begin Dataset entries

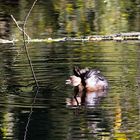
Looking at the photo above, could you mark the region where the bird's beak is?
[65,79,71,85]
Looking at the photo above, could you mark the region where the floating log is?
[0,32,140,44]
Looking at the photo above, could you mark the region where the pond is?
[0,0,140,140]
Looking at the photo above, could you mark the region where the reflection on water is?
[0,0,140,140]
[66,90,107,108]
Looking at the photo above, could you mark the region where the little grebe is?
[66,67,108,92]
[66,67,108,104]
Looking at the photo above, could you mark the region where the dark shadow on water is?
[66,90,107,108]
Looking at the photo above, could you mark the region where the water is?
[0,1,140,140]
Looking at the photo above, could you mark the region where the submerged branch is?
[0,32,140,43]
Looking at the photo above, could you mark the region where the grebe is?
[66,67,108,104]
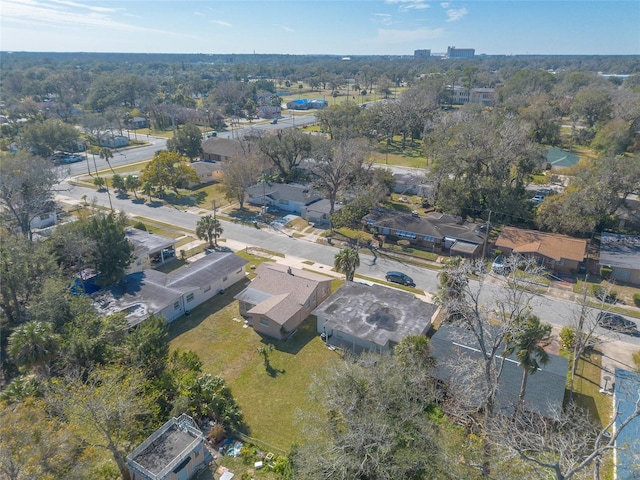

end Dataset entries

_Objective:_
Recast every line of the items above as a numbered list, omitting blank lines and leaving out the pictures.

_Task result:_
1. Looking at the photo above, could you mark the region where the bird's beak is?
2. [65,79,71,85]
3. Looking at the photo above, could you mark the region where the floating log is?
4. [0,32,140,44]
5. Looking at the photo above, could you mark the region where the pond is?
6. [0,0,140,140]
7. Looking at the photo above, could you mark the region where the reflection on water is?
8. [0,0,140,140]
9. [66,90,107,108]
10. Looking at the photo above, could you mark the region where the little grebe is?
11. [66,67,108,92]
12. [66,67,108,104]
13. Looking at the photo above, could you mark the region where the dark shadow on water is?
14. [66,90,107,108]
15. Looking at the photo above, could you mark the region where the water is?
16. [0,1,140,140]
17. Looking at the photo above, could you mark the region where the submerged branch is?
18. [0,32,140,43]
19. Looking at the photo above, could you mark the region where the grebe is?
20. [66,67,108,104]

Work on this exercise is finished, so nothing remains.